═════ Data for the task ═════

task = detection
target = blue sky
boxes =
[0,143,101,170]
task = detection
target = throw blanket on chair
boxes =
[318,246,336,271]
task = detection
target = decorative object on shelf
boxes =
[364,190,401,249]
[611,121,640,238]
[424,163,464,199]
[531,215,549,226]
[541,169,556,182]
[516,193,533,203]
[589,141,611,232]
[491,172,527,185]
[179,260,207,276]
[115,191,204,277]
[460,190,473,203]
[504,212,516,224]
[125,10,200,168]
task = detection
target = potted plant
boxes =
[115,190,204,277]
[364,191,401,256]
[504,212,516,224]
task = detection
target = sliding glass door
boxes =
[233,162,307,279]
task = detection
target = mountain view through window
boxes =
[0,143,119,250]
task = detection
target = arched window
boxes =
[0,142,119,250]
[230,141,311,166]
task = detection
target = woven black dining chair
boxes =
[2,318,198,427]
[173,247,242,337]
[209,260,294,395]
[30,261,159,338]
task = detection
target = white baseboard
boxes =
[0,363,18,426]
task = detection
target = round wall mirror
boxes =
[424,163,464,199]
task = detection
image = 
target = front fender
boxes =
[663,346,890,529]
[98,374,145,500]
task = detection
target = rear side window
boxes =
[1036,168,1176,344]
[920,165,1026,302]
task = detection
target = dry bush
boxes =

═════

> [What you need to do]: Print every one of the records above again, line for line and without any changes.

> [Output for this exercise]:
task = detection
target = blue sky
boxes =
[0,143,101,170]
task = detection
target = throw blanket on chair
boxes =
[318,246,336,271]
task = detection
target = decorative object on shelf
boxes =
[364,190,401,249]
[611,121,640,238]
[424,163,464,199]
[531,215,549,226]
[541,169,556,182]
[516,193,533,203]
[589,141,611,232]
[491,172,527,185]
[179,260,207,276]
[115,191,204,277]
[460,190,473,203]
[504,212,516,224]
[125,10,200,168]
task = detection
target = potted plant
boxes =
[115,190,204,277]
[364,191,401,256]
[504,212,516,224]
task = detection
target = sliding glass door
boxes =
[233,162,307,279]
task = detection
target = mountain view through window
boxes =
[0,143,119,250]
task = detection
target = arched window
boxes =
[0,142,119,250]
[230,141,311,166]
task = detection
target = woven black dining chair
boxes =
[2,318,198,427]
[173,247,242,337]
[209,260,294,395]
[30,261,159,338]
task = detection
target = white baseboard
boxes =
[0,363,18,426]
task = detection
target = round wall mirror
boxes =
[424,163,464,199]
task = detection
image = 
target = front fender
boxes =
[663,346,890,529]
[98,374,145,500]
task = detection
target = rear side window
boxes =
[1036,168,1176,344]
[920,165,1026,302]
task = detection
target = dry bush
boxes =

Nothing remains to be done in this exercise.